**THE PROBLEM**
Please copy, word for word, the part of the revolver discussion starting with "My question is: can" and going on through "more relaxed pace?".

**SOURCE EXCERPT**
--- START ---
My question is: can one shoot these guns (models 27 & 28) DA without damage if one doesn't try to shoot like Jerry Miculek, but shoots at a more relaxed pace?
Or would it be better to shoot SA only.

Thanks.
 
using a D/A - "thumb-buster" style only is a real good way to get hurt bad in a gunfight... or worse..

'sides,,,thumbing back the hammer fast is going to put as much if not more stress on the gun that rapid D/A fire.

Your accuracy will probably be all shot to soot long before you get near maximum rate of fire. Just start out slow D/A trying to put 'em all in the center,,,when you do,,pick up the pace until they stop going in the center.

If you get to the same rate as Jerry or "Jelly" ("Jelly" Bryce), not to worry.
Smith and Wesson will be only too glad to furnish you all the hardware you desire.... probably gratis.
 
This is a valid concern, but the late Skeeter Skelton preferred the M27 with five-inch barrel to any other .357, although he did very often substitute a M19 or a .45 auto in his later years. That suggests that the M27/28 will hold its timing better than one might think, just looking at the heavy cylinder. Elmer Keith also did a lot of fast DA shooting with N-frame .38/44's and .357's.

In my experience, the N-frame is much more durable than a Colt .357, but will need re-timing sooner than a K or L-frame S&W. The Ruger DA .357's seem even more durable.
--- END ---
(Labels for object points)
--- START ---
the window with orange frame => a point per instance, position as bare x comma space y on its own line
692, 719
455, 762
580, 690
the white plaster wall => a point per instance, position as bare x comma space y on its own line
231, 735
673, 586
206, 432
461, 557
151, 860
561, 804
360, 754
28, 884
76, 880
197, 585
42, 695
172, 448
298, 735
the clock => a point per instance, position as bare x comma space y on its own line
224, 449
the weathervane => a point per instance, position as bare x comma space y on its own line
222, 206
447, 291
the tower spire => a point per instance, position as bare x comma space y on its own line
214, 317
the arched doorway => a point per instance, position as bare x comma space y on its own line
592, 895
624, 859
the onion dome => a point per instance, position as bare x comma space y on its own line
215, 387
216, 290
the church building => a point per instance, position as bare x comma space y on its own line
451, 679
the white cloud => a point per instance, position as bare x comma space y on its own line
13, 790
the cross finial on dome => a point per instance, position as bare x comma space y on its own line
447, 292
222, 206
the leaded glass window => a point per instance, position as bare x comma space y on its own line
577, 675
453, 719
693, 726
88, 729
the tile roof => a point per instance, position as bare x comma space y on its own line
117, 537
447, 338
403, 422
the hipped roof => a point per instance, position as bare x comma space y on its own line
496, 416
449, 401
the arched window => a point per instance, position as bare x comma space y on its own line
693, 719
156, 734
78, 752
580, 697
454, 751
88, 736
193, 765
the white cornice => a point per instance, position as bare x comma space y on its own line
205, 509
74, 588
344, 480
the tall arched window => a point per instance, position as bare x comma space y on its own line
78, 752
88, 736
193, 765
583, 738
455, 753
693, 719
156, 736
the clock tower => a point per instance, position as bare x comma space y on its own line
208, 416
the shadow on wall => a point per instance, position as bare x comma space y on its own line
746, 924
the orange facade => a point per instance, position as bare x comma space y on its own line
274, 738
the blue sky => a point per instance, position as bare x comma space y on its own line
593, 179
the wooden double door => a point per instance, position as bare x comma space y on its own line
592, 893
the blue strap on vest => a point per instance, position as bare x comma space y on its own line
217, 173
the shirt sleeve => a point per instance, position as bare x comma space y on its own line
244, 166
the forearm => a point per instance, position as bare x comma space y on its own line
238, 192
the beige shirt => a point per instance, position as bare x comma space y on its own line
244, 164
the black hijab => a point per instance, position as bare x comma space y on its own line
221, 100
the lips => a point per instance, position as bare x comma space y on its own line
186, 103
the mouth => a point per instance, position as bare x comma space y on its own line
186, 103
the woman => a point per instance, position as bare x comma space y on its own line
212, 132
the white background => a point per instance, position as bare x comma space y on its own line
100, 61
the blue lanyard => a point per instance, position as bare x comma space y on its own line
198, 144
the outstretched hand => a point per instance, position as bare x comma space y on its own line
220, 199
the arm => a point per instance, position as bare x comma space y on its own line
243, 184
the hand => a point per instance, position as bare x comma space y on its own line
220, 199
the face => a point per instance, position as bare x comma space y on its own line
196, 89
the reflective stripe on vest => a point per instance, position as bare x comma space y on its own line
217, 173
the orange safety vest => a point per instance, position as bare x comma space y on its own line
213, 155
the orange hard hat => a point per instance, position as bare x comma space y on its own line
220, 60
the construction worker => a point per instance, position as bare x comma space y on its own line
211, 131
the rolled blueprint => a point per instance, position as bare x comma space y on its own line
--- END ---
**REPLY**
My question is: can one shoot these guns (models 27 & 28) DA without damage if one doesn't try to shoot like Jerry Miculek, but shoots at a more relaxed pace?